#### [提供テキスト]
---------------

擘・劈(読み)つんざく

精選版 日本国語大辞典 「擘・劈」の意味・読み・例文・類語

つん‐ざ・く【擘・劈】

[1] 〘他カ五(四)〙 (古くは「つむさく」と表記。原義は「抓(つ)み裂(さ)く」で爪の先で植物などを裂き分かつ意。→つみさく)
① 手や爪で裂く。
※大東急記念文庫本熾盛光仏頂儀軌天承元年点(1131)「甜脆(てんぜい)等を皆須く擘(ひらき)(別訓 ツムサキ)砕(くだ)いて」
② 強く破る。
太平記(14C後)七「龍伯公が力を得ずば山をも擘(ツンザキ)難し」
[2] 〘自カ下二〙 ⇒つんざける(擘)
[語誌](1)「つみさく」の音便形。「つきさく」の音便とする説があるが、平安・鎌倉時代の訓点資料や古辞書の類に「つみさく」「つむさく」は見出されるが、「つきさく」は見えない。また、中古以来の音韻変化の例からみて、キの音便は一般にイであって、ム(ン)に転じた例は見出せない。「つきのめる」「ひきむく」を「つんのめる」「ひんむく」とするようになったのは近世以降の現象といわれる。また、語義上も古例の用法は「突き裂く」の意味とは解し得ない。

---------------

#### [表示情報]
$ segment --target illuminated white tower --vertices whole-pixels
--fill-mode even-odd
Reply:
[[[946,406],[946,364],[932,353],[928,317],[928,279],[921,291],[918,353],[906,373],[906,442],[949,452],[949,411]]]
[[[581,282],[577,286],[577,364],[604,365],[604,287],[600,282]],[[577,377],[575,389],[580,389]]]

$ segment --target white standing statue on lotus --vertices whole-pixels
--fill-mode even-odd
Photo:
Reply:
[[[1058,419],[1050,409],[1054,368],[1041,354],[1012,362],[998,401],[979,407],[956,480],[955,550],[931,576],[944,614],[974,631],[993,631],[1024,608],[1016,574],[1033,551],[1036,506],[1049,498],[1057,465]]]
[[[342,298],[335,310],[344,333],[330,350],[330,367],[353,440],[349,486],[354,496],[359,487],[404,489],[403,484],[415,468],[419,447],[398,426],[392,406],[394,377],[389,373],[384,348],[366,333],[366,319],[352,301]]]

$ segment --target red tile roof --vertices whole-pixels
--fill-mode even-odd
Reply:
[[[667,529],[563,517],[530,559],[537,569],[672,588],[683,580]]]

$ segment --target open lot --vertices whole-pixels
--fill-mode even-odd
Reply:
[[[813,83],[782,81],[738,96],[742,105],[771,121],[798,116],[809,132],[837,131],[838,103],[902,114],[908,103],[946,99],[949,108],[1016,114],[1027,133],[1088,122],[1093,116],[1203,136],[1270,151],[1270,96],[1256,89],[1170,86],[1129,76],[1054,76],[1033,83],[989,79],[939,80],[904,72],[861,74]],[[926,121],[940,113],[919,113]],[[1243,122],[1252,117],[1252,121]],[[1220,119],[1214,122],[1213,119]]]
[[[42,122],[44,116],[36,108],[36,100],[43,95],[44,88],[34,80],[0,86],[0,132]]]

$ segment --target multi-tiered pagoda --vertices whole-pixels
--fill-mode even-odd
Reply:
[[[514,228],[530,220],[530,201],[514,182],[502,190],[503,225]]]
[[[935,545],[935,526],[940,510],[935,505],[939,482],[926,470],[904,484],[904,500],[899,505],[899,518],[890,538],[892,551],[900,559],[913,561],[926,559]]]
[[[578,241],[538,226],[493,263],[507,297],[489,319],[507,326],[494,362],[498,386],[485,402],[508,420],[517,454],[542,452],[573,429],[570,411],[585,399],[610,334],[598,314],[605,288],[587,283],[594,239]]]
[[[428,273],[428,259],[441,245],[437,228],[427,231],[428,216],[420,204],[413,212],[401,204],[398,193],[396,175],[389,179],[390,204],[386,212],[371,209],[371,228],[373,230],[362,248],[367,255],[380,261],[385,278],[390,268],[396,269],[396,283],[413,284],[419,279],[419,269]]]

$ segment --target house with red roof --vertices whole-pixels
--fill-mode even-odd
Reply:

---------------

#### [要件]
「つんざく」の辞書項目の続きを、最後の文の後から書き継いでください。 資料は「つんざく」の辞書項目とは無関係です。

#### [本課題の結果]
(2)アクセントの面を名義抄でみても、「つむざく」は「上平平濁上」であり、「つむ」が「上平」、「さく」が「平上」であることは、「抓み(む)裂く」を語源とすることに矛盾しない。

つん‐ざ・ける【擘・劈】

〘自カ下一〙 つんざ・く 〘自カ下二〙 勢いよく破れる。強く破裂する。
※二日物語(1892‐1901)〈幸田露伴〉此一日「今は金輪崩るるとも、銕囲劈裂(ツンザ)け破るるとも、思ふ事果さでは得こそ止まじ」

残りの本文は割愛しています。